The diagram below shows civil details of the new tank installation.

tank engineering

The diagram above shows a 9" thick concrete tank roof and 12" thick end and side walls.   After tank placement and welding, the grout was poured to fill space between the old tank and the new.  The side wall rebar was placed, and the side walls poured.  Ribbed 16 GA galvanized decking panels were placed across the top, to a width spanning to the middle of each side wall.  Decking edge pour stops were installed, and needed deck openings were cut.  Then rebar and roof opening sleeves were placed.  Finally, asphalt-based water-stop stripping was placed around the side walls.  The roof was then poured.

Although the galvanized decking could last a considerable time in the sulfur tank atmosphere, if kept hot, no credit was taken for roof support by that decking.  The roof contains ample rebar for long term strength and support of the concrete roof, its connections, and personnel on the roof.

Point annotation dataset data
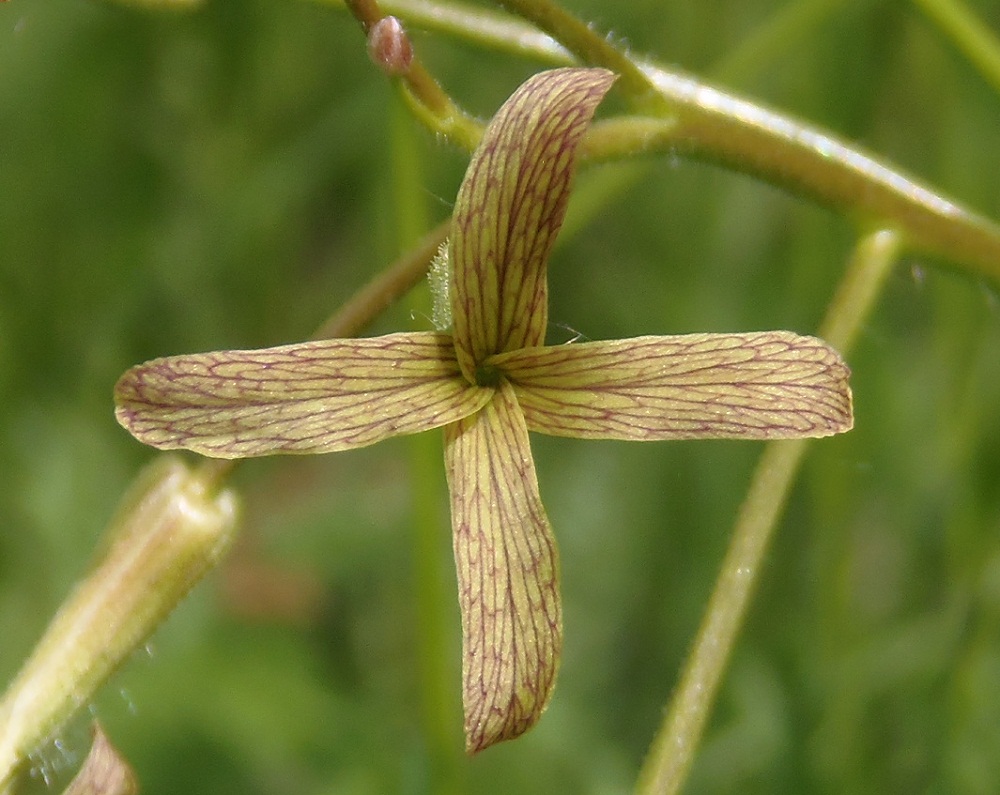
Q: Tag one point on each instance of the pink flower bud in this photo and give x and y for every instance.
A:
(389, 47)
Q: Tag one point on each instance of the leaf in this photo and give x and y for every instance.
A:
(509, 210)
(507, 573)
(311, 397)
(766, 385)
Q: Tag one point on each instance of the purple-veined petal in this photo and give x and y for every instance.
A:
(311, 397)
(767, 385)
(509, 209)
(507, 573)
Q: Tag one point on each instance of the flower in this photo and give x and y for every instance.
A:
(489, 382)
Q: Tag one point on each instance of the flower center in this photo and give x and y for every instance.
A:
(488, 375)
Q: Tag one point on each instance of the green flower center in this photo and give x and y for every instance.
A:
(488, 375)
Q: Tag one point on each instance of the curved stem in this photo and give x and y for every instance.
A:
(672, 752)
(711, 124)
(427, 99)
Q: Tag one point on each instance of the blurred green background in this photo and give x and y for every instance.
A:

**Stated task:** Copy down everything from "The diagram above" down to "on the roof." in the tank roof passage.

**Response:**
The diagram above shows a 9" thick concrete tank roof and 12" thick end and side walls.   After tank placement and welding, the grout was poured to fill space between the old tank and the new.  The side wall rebar was placed, and the side walls poured.  Ribbed 16 GA galvanized decking panels were placed across the top, to a width spanning to the middle of each side wall.  Decking edge pour stops were installed, and needed deck openings were cut.  Then rebar and roof opening sleeves were placed.  Finally, asphalt-based water-stop stripping was placed around the side walls.  The roof was then poured.

Although the galvanized decking could last a considerable time in the sulfur tank atmosphere, if kept hot, no credit was taken for roof support by that decking.  The roof contains ample rebar for long term strength and support of the concrete roof, its connections, and personnel on the roof.